• **Text excerpt**
9 December 2016

Dear Shareholder,

Invitation to Participate in Share Purchase Plan

On 28 November 2016, DigitalX Ltd (ACN 009 575 035) (DCC or the Company) announced that it had received commitments to raise approximately $1.622 million under a placement through the issue of 32,440,000 Shares at $0.05 per Share (Placement) together with an intention to undertake a share purchase plan to raise up to another $1 million at the same price and on the same terms as the Placement. Director Leigh Travers has committed, subject to shareholder approval, to participate in the Placement up to

$25,000. The Placement was substantially completed on 8 December 2016.

DCC is now pleased to provide details of its Share Purchase Plan (Plan). Under the Plan, DCC is giving Eligible Shareholders the opportunity to purchase up to $15,000 worth of fully paid ordinary shares in the Company at the same price as the Placement, being $0.05, irrespective of the size of their shareholding, without incurring brokerage or transaction costs.

• **Listing**
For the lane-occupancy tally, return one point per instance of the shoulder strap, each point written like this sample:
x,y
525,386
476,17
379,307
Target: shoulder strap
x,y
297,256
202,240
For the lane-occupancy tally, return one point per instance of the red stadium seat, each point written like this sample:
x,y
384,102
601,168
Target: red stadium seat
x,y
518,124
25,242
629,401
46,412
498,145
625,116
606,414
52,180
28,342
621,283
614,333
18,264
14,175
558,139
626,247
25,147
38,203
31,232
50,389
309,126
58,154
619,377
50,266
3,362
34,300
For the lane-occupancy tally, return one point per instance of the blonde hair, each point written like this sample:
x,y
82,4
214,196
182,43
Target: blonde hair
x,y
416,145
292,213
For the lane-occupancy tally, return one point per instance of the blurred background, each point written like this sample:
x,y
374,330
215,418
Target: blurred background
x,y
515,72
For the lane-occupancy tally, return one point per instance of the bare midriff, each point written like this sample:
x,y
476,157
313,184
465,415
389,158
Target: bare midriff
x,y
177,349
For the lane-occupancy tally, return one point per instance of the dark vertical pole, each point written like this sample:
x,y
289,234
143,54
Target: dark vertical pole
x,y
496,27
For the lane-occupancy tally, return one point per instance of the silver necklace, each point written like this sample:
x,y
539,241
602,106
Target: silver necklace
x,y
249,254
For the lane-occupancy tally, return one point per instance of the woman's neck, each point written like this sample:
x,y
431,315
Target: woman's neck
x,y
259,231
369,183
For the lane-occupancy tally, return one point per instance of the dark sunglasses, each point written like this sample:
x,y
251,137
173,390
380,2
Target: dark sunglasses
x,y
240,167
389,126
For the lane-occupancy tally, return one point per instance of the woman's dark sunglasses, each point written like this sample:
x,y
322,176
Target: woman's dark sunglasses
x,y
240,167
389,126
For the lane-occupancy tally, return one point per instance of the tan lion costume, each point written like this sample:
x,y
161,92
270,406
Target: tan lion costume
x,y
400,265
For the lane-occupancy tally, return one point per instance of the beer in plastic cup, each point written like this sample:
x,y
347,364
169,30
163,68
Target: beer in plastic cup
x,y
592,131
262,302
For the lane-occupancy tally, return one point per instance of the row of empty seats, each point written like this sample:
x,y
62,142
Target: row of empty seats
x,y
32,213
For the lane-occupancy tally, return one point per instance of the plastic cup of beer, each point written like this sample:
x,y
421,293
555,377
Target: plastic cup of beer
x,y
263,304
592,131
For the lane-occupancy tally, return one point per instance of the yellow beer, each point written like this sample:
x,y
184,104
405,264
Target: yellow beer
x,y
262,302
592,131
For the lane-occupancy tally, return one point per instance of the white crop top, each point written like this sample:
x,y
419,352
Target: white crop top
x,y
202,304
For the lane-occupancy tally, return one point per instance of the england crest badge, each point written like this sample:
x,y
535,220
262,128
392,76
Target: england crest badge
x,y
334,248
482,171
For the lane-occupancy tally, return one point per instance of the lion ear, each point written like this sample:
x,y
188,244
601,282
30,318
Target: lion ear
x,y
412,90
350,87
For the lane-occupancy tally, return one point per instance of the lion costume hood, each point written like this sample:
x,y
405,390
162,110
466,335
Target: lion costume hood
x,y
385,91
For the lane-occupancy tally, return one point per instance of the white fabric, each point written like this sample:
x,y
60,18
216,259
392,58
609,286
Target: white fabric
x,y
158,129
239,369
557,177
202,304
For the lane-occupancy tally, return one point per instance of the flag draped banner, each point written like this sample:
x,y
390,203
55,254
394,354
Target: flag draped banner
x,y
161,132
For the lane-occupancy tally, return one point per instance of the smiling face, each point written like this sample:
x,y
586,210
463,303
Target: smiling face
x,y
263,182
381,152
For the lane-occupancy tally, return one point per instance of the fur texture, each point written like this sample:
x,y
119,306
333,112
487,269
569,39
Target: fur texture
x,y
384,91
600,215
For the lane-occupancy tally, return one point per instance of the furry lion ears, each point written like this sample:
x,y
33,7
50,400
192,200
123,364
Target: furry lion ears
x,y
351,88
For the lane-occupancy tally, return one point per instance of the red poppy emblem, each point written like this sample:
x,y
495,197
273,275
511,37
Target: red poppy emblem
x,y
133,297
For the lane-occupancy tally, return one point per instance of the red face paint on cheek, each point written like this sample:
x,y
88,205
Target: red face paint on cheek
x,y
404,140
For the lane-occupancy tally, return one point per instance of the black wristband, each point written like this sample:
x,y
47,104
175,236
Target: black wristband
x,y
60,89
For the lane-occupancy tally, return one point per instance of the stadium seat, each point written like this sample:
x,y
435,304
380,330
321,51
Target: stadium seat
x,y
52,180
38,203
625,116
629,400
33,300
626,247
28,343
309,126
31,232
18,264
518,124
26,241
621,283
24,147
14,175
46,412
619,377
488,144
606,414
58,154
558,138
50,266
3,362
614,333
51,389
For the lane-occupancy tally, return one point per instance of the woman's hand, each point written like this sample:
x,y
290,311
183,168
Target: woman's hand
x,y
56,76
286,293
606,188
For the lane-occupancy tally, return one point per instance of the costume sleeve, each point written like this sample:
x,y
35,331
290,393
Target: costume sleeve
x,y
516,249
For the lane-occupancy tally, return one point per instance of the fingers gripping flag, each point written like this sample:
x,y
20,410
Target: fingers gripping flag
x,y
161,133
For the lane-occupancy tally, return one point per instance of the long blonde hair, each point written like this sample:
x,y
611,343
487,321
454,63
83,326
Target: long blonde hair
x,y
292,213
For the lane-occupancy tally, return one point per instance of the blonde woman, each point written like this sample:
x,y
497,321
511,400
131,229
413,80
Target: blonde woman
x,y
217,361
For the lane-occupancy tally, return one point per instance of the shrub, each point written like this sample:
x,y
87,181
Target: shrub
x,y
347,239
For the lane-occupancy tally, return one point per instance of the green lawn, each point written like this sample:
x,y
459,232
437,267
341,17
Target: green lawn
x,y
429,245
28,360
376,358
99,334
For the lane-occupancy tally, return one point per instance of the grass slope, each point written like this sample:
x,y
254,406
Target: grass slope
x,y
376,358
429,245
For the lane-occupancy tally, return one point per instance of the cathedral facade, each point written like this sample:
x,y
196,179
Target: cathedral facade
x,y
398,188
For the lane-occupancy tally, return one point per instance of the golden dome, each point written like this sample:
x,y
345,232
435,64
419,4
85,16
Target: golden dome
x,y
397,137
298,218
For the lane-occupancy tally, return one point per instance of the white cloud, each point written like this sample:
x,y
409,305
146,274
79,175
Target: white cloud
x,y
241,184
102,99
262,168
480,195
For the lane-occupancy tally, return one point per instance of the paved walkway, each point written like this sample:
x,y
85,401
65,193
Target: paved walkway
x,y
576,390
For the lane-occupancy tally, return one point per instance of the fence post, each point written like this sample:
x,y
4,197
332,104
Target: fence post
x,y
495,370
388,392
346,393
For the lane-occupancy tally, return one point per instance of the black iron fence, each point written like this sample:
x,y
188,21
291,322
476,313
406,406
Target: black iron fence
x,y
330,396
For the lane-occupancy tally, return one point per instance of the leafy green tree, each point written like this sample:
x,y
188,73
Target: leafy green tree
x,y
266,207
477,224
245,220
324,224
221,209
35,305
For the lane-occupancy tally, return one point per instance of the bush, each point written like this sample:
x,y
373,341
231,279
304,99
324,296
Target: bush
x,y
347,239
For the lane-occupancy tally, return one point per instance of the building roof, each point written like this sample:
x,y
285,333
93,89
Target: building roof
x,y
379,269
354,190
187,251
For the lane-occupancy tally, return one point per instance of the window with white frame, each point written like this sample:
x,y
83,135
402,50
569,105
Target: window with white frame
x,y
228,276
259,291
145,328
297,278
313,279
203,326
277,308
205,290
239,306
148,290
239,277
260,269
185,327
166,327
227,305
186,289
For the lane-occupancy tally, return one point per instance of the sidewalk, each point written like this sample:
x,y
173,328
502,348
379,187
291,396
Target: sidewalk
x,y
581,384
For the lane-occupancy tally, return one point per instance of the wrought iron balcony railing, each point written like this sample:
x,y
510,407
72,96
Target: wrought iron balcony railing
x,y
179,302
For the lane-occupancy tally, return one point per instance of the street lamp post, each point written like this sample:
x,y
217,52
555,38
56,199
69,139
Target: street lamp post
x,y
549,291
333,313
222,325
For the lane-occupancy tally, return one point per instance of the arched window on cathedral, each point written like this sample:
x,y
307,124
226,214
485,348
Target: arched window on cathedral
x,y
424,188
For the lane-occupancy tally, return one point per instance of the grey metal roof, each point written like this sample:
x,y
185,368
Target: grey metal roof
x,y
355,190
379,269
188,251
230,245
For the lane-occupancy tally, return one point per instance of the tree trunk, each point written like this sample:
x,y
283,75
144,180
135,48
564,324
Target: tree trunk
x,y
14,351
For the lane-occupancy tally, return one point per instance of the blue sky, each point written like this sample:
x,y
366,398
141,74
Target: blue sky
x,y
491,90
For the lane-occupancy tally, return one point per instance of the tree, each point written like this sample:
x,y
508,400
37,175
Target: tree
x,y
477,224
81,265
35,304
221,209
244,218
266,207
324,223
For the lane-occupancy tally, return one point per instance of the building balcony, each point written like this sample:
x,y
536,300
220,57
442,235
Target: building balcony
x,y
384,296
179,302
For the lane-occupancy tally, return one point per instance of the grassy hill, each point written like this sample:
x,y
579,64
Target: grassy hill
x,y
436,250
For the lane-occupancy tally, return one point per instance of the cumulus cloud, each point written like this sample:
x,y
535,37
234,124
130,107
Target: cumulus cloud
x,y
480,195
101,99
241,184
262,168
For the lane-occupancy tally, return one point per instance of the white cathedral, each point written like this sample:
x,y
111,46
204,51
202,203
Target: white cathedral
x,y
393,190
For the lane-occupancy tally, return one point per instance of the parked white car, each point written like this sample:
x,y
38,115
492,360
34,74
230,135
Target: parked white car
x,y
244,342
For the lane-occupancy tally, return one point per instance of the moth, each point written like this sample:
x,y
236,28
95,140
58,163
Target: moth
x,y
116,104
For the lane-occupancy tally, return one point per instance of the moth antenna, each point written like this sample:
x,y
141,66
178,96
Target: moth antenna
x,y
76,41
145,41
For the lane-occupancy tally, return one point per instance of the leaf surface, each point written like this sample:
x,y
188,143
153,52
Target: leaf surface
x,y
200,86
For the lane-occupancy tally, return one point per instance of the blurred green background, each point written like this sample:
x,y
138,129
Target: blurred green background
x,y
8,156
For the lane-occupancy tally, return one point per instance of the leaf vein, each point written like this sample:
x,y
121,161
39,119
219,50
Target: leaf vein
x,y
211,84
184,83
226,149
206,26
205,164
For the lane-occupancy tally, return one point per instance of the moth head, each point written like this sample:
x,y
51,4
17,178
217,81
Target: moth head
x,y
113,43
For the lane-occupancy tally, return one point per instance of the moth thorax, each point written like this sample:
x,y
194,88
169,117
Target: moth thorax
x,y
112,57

• **To be done**
A. On what date was the Placement substantially completed, according to the share purchase plan letter?
B. List every dollar amount that appears in the share purchase plan letter, giving each one only once.
C. Pull out the part of the share purchase plan letter starting with "Invitation to Participate" and going on through "8 December 2016.", word for word.

• **In response**
A. 8 December 2016

B.
$1.622 million
$0.05
$1 million
$25,000
$15,000

C.
Invitation to Participate in Share Purchase Plan

On 28 November 2016, DigitalX Ltd (ACN 009 575 035) (DCC or the Company) announced that it had received commitments to raise approximately $1.622 million under a placement through the issue of 32,440,000 Shares at $0.05 per Share (Placement) together with an intention to undertake a share purchase plan to raise up to another $1 million at the same price and on the same terms as the Placement. Director Leigh Travers has committed, subject to shareholder approval, to participate in the Placement up to

$25,000. The Placement was substantially completed on 8 December 2016.